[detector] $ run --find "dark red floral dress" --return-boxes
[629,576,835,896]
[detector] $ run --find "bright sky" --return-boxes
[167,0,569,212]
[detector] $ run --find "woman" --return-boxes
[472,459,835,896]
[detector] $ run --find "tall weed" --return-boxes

=======

→ **Exercise**
Turn every line of the records above into a JSON list of strings, with one string per line and no blank lines.

→ **Exercise solution**
[
  "[detector] $ run --find \"dark red floral dress\" --return-boxes",
  "[629,576,835,896]",
  "[detector] $ run --find \"bright sky\" --return-boxes",
  "[167,0,569,212]",
  "[detector] $ run --find \"woman\" --return-boxes",
  "[472,459,835,896]",
  "[detector] $ run --find \"tall weed\" --return-boxes"
]